-- START Dataset extract --

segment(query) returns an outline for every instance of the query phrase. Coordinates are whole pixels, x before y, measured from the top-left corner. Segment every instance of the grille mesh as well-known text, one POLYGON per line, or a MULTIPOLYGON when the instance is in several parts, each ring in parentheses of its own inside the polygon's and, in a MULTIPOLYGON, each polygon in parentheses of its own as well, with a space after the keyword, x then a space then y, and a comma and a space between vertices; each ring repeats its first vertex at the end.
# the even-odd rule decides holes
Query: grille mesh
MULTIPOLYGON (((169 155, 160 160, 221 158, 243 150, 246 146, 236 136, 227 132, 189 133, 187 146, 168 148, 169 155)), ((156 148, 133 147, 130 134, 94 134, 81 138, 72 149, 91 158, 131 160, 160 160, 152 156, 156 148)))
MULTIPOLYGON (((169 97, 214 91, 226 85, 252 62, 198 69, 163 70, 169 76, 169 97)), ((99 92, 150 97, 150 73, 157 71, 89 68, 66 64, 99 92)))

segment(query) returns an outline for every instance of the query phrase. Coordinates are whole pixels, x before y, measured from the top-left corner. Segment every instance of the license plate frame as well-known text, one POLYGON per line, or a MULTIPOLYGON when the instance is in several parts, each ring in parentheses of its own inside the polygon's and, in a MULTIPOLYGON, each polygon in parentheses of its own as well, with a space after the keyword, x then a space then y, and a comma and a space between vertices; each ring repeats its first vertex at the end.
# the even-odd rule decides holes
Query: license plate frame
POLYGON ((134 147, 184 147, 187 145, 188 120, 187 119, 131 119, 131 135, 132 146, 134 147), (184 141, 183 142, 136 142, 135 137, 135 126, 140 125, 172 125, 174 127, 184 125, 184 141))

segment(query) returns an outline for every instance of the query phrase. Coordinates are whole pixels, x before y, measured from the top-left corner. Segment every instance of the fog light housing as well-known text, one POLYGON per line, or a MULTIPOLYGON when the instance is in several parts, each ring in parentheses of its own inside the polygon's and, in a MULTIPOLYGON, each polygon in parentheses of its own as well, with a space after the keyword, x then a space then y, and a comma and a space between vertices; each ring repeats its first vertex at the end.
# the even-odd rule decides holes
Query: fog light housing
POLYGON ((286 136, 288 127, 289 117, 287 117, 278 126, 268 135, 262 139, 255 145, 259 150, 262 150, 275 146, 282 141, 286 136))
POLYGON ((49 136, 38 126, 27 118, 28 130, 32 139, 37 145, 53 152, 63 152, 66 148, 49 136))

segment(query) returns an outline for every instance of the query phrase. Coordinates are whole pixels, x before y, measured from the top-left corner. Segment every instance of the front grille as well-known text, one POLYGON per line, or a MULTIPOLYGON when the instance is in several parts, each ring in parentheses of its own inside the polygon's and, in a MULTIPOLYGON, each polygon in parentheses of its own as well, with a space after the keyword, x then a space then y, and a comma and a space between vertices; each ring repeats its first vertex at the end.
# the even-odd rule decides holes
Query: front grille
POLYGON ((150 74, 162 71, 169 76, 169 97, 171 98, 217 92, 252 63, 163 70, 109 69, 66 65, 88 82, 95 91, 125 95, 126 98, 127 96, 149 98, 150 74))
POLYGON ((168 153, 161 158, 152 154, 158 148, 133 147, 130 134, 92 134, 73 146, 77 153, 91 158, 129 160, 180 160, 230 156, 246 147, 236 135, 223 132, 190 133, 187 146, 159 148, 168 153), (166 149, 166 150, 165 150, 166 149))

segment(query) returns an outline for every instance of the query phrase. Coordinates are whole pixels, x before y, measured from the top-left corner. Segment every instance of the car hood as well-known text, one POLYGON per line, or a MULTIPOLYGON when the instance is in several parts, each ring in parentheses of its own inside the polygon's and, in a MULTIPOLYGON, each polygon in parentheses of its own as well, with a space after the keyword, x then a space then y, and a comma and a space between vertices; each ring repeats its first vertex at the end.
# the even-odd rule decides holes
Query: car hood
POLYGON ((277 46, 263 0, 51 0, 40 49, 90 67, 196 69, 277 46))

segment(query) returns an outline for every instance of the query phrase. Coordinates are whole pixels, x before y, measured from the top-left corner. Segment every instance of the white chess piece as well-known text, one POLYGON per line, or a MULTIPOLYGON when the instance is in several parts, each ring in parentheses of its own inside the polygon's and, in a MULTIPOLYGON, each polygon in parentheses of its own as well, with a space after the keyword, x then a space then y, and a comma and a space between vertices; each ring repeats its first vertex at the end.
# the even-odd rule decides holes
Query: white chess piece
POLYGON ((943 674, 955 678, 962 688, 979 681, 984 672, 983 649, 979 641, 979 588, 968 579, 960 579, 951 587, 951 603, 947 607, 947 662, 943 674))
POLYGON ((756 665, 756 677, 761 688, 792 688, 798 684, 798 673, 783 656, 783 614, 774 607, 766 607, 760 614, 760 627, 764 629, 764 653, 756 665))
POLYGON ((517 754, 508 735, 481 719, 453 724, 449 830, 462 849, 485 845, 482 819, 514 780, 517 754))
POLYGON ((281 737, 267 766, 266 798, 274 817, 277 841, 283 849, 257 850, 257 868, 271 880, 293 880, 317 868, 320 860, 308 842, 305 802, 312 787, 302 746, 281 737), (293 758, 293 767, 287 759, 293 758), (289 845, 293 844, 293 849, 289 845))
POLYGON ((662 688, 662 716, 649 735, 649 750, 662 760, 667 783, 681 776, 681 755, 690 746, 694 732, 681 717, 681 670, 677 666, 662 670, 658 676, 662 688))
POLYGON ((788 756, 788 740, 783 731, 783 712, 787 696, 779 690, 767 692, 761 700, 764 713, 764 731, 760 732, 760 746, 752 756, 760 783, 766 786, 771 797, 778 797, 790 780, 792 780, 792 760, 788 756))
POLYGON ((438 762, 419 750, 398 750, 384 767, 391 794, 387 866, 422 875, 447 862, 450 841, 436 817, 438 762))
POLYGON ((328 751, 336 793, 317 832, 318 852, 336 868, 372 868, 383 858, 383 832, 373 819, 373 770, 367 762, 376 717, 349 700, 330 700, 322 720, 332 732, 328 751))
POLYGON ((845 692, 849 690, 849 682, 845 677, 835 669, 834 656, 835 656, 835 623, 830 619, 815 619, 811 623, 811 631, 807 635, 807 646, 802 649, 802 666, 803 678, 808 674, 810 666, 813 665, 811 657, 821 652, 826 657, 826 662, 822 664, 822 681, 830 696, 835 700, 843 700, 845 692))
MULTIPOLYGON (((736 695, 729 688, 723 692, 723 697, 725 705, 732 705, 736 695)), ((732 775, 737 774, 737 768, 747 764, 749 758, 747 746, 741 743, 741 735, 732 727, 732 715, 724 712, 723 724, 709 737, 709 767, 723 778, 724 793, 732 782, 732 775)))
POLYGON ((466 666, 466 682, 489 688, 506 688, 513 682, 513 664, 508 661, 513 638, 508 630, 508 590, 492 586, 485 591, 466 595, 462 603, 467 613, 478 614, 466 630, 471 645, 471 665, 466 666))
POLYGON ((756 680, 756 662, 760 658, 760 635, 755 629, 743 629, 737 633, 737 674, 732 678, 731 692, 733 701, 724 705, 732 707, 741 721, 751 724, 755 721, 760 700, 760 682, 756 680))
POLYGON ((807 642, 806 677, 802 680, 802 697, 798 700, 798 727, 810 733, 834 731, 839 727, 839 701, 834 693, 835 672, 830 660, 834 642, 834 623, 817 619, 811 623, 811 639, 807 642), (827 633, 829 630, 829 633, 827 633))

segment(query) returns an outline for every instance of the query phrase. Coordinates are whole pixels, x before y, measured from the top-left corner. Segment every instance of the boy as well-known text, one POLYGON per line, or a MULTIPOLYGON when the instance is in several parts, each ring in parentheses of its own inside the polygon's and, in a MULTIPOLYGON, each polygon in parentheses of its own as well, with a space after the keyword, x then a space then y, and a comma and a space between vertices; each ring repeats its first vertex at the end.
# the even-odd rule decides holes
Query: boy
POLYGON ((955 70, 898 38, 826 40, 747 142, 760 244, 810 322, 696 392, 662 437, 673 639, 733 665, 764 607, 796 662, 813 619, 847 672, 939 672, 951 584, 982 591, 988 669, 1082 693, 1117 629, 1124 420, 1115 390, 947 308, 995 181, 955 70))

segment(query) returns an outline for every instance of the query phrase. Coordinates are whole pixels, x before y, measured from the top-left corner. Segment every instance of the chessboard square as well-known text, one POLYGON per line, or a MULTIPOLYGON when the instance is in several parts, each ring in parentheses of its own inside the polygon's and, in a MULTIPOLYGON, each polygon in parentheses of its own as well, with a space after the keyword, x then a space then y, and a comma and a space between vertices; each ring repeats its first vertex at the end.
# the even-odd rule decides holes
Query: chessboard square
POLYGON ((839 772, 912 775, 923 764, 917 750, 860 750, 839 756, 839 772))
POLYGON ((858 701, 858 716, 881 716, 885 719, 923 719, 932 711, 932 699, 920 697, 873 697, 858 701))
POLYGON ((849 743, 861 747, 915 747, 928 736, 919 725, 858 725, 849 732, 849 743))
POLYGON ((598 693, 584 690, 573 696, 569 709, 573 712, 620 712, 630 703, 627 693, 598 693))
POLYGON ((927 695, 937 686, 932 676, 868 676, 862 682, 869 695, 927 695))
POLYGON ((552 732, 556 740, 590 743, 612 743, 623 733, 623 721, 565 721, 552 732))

-- END Dataset extract --

Task goal - Render the records from the line that contains "boy as well-known" through the line that contains "POLYGON ((955 70, 898" as a two-column CSV with the headers instruction and response, one row per record. Put each record's text and its answer in a single quoted field apiece, replacing line breaks with spaces.

The response -
instruction,response
"segment(query) returns an outline for every instance of the query phrase. Coordinates are whole pixels, x before y, measured from the top-left corner. Segment every instance of the boy as well-known text, one POLYGON per line, or a MULTIPOLYGON when the instance is in several parts, each ring in parentheses of its own inside the polygon's and, in a MULTIPOLYGON, each polygon in parentheses of its own as well, with a space after the keyword, x then a space then y, and a comma and a space between vertices; each ring repeats its first vertex at the end. # the even-odd rule decides holes Query: boy","POLYGON ((955 70, 898 38, 826 40, 747 142, 760 244, 810 322, 696 392, 662 437, 673 639, 733 665, 764 607, 796 662, 813 619, 847 672, 939 672, 951 584, 982 591, 988 669, 1082 693, 1117 629, 1124 420, 1115 390, 947 308, 995 181, 955 70))"